:: The request ::
Please list each line in the items below that contains the word "parked", copying every such line in full.

:: Data to process ::
* BEGIN *

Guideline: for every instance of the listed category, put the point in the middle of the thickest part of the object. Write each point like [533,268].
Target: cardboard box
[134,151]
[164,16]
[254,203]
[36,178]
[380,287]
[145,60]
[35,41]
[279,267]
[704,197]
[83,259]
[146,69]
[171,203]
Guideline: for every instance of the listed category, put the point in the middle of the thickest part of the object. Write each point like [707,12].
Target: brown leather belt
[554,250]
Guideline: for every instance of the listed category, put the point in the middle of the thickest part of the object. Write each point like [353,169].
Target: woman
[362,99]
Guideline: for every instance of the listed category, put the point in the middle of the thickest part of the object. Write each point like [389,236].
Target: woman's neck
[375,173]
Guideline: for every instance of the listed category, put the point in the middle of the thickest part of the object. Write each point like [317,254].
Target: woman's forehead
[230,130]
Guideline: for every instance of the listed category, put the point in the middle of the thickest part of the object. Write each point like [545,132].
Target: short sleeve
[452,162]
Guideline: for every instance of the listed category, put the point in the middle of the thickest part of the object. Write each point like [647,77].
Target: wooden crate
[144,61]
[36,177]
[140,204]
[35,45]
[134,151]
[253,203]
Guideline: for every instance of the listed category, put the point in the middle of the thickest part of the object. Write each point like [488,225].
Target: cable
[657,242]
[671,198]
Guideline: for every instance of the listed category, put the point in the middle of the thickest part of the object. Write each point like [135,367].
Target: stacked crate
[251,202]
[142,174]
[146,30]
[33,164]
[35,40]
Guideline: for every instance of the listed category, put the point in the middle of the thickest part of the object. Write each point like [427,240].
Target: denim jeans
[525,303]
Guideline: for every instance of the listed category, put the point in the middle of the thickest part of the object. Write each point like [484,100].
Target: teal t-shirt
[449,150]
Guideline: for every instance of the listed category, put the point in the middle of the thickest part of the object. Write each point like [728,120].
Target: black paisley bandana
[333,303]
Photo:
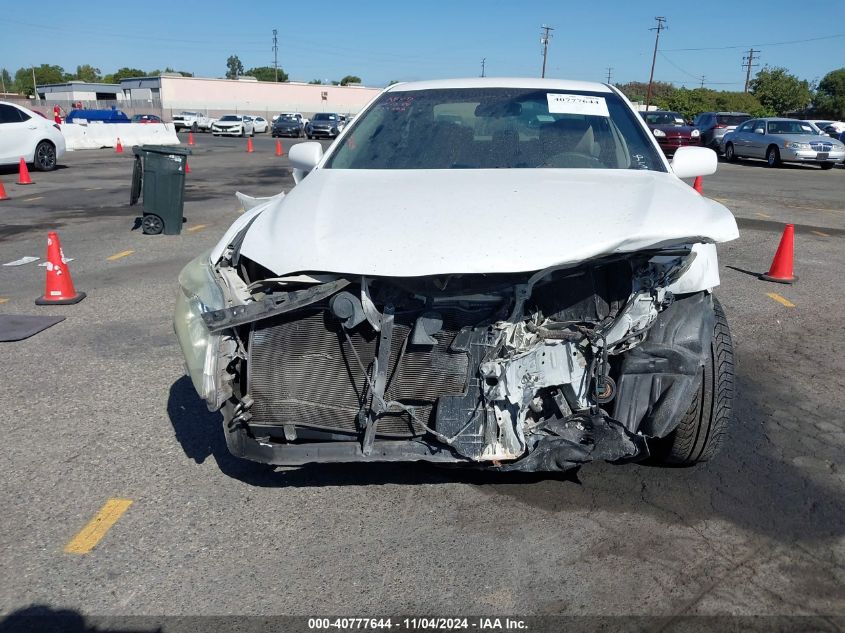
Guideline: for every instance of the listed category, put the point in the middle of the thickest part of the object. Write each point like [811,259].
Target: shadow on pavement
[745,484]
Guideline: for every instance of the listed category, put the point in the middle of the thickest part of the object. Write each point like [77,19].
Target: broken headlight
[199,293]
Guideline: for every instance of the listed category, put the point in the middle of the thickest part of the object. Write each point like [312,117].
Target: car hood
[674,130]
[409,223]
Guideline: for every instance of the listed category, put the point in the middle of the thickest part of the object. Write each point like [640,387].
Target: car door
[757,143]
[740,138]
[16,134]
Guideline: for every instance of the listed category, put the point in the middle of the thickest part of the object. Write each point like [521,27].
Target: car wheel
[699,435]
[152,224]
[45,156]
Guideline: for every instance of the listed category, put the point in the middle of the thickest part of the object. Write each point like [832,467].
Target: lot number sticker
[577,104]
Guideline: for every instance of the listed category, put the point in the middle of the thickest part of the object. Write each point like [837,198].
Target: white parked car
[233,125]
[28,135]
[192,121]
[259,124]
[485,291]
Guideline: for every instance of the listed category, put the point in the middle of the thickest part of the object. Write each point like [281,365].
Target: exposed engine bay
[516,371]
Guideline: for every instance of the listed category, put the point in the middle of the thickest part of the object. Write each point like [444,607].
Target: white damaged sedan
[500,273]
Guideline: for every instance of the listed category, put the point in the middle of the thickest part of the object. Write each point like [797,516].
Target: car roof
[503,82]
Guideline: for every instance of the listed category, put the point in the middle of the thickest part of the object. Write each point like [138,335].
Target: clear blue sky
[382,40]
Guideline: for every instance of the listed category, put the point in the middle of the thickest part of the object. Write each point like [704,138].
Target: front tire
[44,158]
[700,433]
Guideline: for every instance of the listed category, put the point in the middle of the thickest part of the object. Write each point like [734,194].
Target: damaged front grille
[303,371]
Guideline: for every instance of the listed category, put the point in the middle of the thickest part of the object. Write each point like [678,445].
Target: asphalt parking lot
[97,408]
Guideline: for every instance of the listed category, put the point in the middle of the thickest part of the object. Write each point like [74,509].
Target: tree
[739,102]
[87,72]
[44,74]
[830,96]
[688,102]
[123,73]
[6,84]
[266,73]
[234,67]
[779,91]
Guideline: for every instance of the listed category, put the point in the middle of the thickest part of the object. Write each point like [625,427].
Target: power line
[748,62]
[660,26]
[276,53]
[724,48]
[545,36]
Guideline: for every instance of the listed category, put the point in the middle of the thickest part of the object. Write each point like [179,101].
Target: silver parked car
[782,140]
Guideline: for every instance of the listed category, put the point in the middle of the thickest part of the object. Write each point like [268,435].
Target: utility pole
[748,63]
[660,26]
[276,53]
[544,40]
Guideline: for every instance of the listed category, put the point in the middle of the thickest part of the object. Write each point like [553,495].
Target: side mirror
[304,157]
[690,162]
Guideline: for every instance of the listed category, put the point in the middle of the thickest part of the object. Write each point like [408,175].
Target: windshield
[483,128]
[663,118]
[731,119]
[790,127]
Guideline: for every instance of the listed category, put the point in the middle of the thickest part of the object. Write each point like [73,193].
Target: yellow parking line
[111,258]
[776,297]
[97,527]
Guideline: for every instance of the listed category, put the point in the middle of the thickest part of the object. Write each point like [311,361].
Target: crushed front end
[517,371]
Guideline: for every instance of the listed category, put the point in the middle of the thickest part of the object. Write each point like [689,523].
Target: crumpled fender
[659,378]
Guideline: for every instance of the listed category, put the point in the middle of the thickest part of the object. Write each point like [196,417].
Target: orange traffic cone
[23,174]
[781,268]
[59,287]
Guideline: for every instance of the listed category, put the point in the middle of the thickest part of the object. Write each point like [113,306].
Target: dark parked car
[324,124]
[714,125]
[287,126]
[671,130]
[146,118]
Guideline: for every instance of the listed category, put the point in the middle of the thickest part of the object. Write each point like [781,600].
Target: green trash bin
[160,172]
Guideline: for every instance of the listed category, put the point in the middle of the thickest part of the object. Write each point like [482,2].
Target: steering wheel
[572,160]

* END *
* BEGIN *

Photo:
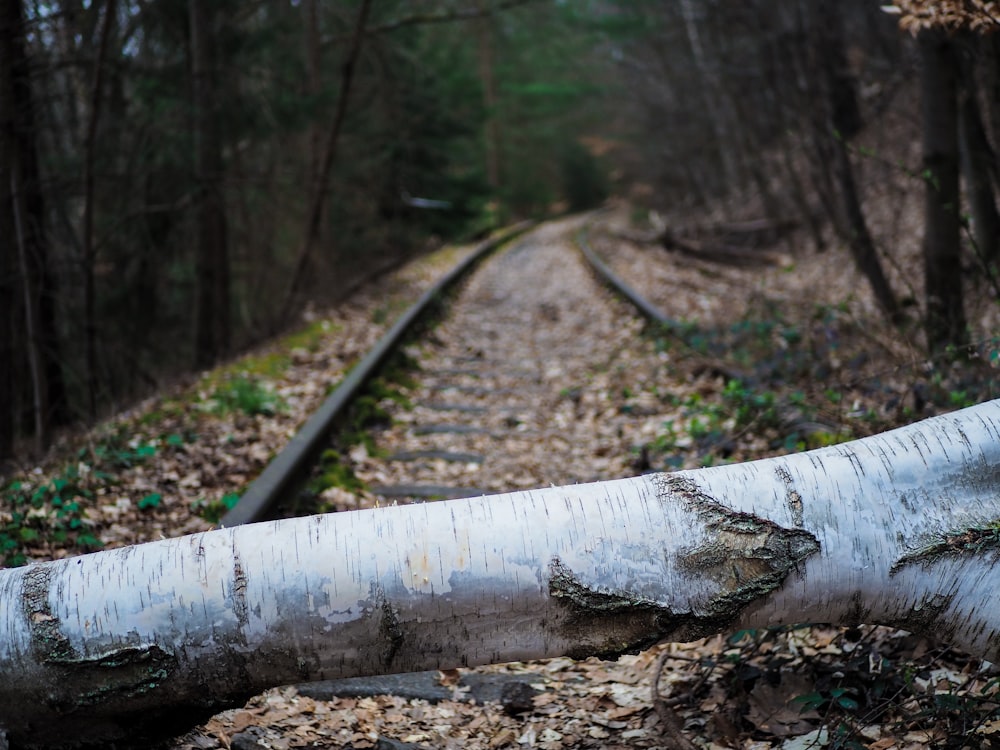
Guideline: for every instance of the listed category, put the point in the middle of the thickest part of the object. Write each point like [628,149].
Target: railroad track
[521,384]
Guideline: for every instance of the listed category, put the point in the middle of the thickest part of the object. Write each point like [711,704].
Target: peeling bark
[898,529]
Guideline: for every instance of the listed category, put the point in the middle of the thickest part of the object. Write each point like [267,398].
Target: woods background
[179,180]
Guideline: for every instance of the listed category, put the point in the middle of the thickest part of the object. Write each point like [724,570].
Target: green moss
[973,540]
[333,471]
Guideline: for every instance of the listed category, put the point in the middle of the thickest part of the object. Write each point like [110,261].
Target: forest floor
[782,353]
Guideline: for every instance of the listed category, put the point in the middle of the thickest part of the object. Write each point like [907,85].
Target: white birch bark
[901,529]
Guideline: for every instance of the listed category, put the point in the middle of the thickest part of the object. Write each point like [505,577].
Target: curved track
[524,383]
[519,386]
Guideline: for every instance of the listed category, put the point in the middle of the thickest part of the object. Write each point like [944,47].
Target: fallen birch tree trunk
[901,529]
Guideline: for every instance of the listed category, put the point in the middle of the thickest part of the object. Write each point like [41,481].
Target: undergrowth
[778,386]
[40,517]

* END *
* BEGIN *

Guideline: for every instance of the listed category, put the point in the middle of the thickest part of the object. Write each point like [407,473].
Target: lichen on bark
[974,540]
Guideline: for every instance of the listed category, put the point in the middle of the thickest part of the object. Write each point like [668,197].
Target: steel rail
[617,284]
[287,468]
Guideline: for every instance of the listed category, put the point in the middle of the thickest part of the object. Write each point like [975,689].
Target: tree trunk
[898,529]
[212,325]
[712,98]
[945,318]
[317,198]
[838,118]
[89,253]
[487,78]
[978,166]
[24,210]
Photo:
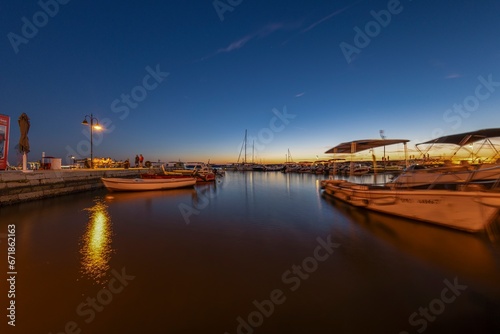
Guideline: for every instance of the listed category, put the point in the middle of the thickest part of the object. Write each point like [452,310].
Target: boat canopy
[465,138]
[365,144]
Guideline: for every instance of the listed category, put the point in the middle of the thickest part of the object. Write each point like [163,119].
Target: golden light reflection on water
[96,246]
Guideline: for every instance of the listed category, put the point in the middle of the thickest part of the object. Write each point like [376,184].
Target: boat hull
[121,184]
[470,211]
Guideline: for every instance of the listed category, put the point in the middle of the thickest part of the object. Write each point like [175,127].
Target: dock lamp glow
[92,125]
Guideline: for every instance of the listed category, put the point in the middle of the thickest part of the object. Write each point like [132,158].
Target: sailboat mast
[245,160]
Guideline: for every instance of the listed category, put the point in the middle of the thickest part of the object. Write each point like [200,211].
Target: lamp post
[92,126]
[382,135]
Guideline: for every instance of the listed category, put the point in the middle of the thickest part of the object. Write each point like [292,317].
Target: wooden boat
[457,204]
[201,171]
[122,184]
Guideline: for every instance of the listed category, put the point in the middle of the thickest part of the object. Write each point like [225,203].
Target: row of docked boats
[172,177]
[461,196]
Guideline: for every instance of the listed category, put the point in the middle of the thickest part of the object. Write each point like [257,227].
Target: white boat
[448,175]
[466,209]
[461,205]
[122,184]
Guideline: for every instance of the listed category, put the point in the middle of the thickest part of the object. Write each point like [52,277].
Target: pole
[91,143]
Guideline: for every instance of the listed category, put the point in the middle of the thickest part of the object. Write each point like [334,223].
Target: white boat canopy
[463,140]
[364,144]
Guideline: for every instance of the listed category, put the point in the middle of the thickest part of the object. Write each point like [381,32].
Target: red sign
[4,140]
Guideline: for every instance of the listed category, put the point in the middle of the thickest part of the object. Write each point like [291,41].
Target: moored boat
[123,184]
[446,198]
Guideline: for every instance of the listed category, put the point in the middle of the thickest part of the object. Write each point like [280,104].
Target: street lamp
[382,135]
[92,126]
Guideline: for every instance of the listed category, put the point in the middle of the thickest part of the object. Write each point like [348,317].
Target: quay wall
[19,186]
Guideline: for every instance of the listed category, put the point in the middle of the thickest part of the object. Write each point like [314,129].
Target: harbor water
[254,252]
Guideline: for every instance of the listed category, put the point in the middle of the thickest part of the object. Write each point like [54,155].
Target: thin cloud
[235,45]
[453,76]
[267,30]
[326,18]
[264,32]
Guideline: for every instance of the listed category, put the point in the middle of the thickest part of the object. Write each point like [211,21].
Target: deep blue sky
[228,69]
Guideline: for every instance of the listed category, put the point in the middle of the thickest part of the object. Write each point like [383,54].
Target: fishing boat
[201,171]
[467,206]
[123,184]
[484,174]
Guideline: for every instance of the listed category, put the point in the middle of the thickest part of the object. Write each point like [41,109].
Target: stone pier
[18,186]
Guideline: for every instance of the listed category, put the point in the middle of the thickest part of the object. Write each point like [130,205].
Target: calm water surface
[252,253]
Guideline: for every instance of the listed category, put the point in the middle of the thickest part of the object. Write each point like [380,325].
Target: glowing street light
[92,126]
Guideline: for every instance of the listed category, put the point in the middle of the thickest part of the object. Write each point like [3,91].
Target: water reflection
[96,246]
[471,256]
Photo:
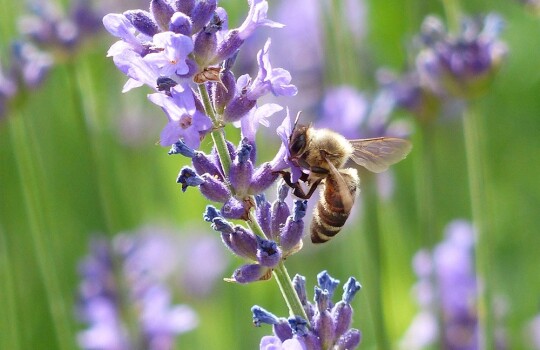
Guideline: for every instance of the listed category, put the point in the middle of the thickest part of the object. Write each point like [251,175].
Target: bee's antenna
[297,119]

* END *

:: Solution to the exercise ::
Target: white parked car
Target: silver parked car
Target: dark parked car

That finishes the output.